• [EXERCISE DESCRIPTION]: Retype all of the data shown below, keeping every character the same.

(Referring expression data)
------------

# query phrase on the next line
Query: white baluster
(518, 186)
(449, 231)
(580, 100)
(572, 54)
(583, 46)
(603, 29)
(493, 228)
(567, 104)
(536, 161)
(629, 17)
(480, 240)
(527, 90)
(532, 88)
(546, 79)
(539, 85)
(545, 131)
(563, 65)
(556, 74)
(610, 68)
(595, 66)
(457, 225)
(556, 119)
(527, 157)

------------

• [ANSWER TO THE PROBLEM]:
# query phrase on the next line
Query: white baluster
(518, 186)
(449, 231)
(580, 100)
(572, 54)
(583, 46)
(603, 29)
(493, 228)
(567, 104)
(536, 161)
(629, 17)
(480, 240)
(527, 90)
(532, 88)
(546, 79)
(539, 85)
(545, 131)
(563, 65)
(556, 74)
(610, 68)
(595, 66)
(457, 225)
(556, 119)
(527, 157)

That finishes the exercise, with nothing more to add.